◆ Job: Return, word for word, the stretch of the essay on Russia from "Unless, of course, the" through "the far east.".

◆ Excerpt:
New to Righteous Russia? Start Here.
How long does it take to shatter the nationalist identity of an Orthodox Christian super state numbering in the hundreds of millions?
Approximately 70 years.
How long after such a fall does it take for such a nation to take back its Republic from corrupt oligarchs? Approximately eight years. But that’s a story for another day.
Today, in our journey not through detailed Russian history, but rather in the story of Russia that we in the West have been told. Nay. That we have been fed, we are going to focus on the Long Fall of Mother Russia, paying some attention to what might have been, more attention to what has been, and the most attention to what the powers that be have warned us will be, but that has not been.
I said at the beginning of this series that I don’t plan to tell you the complete truth of Russia, because I don’t know it. Where great patriots such as Patel, JustHuman and Will Zoll excel at the micro, and in so doing, explain our current invisible war in greater detail than I can see, I try to look at things in a macro sense. This can frustrate some, but there is a value in looking at a story, and I want to examine the stories we’ve been told, and see if any contradictions arise when we examine the story of Russia.
I know that the three stories above—what might have been, what was, and what will be—present three very different views of Russia. These are three parallel stories that seem to emanate from different branches of reality—of history—and that cannot be reconciled.
Unless, of course, the third story—the story of what Russia will be, and what Russia will do, especially to its hated enemy in the West—has been a lie all along.
70 years. That’s how long I said it takes to shatter the nationalist identity of an Orthodox Christian super state numbering in the hundreds of millions. At least, that is how long the Soviet Union’s red reign of terror lasted for our brothers and sisters in the far east.
From 1922 through 1991, the Russian Christian etched his suffering in blood, and devolved into cold, wind-blown despair. In fact, in the last 100-odd years, it is difficult to come up with a nation that has been the subject of a more thorough, enduring and complicated confluence of attacks, ranging from the morbidly martial (staggering death tolls in the two Great Wars humanity has yet witnessed,) to the insidiously subversive—that being the Bolshevik Revolution that resulted in the defeat of the Last Tsars, and in a century-long reign of communist terror whose scars will mar the Russian psyche for another generation or two hence.
In short, Russia has endured much since the rise of Vladimir Lenin, who rode the black winds of Prussian-Marxist ideology into the ghostly halls of the Tsars he replaced and into the dripping pages of a ledger so red the color took on his likeness.
Certainly we cannot cover all that Russia has endured, and certainly the Russian people are not the only ones who have suffered—and suffered greatly—under the oppression of the invisible guiding hand of history. But of all nationalist struggles in the modern era, none have been more sustained, none have been more wide-ranging and relentless, and none have failed quite as spectacularly as the campaign that has been waged against Russia and its people. A people who have never been completely broken.
In taking a look at what our brothers and sisters in the far east have endured, we in the far west might even imagine what would have befallen us had the Founding Fathers not set up shop an ocean away from the Princes of Orange and all their many-named and many-formed ilk.

[Rows from a pointing dataset]
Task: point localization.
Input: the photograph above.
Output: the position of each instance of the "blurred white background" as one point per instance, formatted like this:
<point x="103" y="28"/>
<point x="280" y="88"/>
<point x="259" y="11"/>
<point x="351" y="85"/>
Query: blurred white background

◆ Task solution:
Unless, of course, the third story—the story of what Russia will be, and what Russia will do, especially to its hated enemy in the West—has been a lie all along.
70 years. That’s how long I said it takes to shatter the nationalist identity of an Orthodox Christian super state numbering in the hundreds of millions. At least, that is how long the Soviet Union’s red reign of terror lasted for our brothers and sisters in the far east.